▸ **Exercise brief**: Extract the lines from the first one through the line holding "xmin=68 ymin=59 xmax=78 ymax=71", inclusive, and reproduce them without any change.

>> Begin Material

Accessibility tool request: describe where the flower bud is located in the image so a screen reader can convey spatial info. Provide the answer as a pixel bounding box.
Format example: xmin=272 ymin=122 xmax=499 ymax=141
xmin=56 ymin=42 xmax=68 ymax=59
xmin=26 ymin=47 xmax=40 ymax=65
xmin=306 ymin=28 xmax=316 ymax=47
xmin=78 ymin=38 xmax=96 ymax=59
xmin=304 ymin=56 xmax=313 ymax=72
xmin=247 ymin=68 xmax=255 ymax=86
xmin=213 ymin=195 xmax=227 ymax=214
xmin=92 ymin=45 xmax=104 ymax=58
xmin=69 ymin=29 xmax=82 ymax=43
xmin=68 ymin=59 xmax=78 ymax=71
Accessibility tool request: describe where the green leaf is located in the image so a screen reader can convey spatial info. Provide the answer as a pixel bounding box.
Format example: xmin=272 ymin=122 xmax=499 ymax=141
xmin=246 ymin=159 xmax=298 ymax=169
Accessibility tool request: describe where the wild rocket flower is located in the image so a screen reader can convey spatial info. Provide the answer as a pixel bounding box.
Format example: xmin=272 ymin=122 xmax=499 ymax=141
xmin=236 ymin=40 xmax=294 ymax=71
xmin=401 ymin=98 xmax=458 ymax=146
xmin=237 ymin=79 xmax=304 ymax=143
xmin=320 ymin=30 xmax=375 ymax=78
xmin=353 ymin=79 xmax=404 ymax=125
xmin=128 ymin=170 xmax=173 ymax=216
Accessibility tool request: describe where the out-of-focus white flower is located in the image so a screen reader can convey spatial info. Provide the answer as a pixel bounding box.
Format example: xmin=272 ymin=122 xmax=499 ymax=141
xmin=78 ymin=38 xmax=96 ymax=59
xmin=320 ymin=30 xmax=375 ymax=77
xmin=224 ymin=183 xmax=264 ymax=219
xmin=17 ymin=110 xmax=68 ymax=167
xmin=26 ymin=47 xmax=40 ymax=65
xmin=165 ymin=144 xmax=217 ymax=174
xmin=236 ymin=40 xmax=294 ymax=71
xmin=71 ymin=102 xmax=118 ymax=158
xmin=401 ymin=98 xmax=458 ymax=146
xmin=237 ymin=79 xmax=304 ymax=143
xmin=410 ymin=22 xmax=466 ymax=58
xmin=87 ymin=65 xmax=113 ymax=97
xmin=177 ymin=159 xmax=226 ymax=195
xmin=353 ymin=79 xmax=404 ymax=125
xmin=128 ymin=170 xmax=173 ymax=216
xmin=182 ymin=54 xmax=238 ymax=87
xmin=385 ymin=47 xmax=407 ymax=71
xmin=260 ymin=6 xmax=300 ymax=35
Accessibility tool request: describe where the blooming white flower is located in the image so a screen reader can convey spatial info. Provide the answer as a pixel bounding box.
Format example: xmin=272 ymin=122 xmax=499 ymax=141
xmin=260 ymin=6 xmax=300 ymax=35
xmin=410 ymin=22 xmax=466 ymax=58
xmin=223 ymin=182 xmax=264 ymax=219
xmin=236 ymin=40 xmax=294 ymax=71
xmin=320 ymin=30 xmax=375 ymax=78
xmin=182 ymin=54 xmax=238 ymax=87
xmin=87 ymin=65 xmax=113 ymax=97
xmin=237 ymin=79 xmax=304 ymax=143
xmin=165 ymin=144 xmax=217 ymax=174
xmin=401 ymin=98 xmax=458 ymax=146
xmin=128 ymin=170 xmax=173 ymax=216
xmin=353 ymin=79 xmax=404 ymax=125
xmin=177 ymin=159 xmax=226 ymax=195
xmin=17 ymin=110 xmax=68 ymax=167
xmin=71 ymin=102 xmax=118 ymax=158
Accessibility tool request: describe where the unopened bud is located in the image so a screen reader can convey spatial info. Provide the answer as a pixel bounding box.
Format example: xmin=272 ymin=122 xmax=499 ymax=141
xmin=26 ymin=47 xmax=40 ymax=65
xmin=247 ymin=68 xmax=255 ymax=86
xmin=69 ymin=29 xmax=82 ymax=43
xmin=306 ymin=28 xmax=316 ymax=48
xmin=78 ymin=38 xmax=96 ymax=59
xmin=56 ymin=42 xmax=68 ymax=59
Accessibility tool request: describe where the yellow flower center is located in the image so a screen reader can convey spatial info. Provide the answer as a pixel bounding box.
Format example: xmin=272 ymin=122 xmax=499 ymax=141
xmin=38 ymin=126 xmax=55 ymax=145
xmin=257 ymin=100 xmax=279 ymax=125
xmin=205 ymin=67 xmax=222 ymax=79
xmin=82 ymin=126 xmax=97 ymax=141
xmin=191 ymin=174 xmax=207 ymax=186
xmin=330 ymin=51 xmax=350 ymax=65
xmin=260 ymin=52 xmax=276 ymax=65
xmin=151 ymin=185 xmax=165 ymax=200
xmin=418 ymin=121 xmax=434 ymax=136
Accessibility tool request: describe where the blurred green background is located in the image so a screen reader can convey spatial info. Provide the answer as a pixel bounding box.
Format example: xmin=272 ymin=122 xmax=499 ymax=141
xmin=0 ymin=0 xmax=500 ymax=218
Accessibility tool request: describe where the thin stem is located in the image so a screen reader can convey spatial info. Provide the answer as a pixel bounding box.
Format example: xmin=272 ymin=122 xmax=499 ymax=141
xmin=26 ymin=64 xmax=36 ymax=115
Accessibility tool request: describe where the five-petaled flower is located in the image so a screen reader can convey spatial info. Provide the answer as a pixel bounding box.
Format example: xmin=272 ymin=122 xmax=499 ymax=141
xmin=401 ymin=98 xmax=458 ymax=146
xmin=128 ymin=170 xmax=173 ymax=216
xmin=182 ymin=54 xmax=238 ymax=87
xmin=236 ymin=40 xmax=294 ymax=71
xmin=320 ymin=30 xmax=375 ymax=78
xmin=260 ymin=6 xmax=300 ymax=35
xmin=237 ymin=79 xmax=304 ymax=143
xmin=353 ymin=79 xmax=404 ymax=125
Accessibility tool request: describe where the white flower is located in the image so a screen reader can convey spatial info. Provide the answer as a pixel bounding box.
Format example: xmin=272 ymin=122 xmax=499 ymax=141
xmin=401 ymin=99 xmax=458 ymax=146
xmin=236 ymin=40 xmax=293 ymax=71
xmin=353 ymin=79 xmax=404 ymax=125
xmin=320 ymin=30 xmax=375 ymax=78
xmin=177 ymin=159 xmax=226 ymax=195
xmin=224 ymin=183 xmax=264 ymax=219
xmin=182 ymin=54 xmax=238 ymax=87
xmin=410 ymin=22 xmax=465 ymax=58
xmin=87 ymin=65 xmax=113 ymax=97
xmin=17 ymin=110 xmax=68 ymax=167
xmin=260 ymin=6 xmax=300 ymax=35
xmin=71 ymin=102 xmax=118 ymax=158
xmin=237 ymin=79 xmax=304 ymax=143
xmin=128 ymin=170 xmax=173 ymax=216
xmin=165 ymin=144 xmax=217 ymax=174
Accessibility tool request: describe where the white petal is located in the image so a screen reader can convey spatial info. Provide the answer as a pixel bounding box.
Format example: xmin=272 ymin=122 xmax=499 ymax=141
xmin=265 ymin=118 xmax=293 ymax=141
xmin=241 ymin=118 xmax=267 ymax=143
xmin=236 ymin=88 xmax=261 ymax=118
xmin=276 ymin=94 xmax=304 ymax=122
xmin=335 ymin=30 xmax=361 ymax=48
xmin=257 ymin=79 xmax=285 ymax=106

>> End Material

▸ **Output**:
Accessibility tool request: describe where the flower bud is located in the image so a screen reader can convey spatial info. Provide the answer as a pixel bounding box.
Format example: xmin=272 ymin=122 xmax=499 ymax=141
xmin=56 ymin=42 xmax=68 ymax=59
xmin=26 ymin=47 xmax=40 ymax=65
xmin=306 ymin=28 xmax=316 ymax=47
xmin=78 ymin=38 xmax=96 ymax=59
xmin=304 ymin=56 xmax=313 ymax=72
xmin=247 ymin=68 xmax=255 ymax=86
xmin=213 ymin=195 xmax=227 ymax=214
xmin=92 ymin=45 xmax=104 ymax=58
xmin=69 ymin=29 xmax=82 ymax=43
xmin=68 ymin=59 xmax=78 ymax=71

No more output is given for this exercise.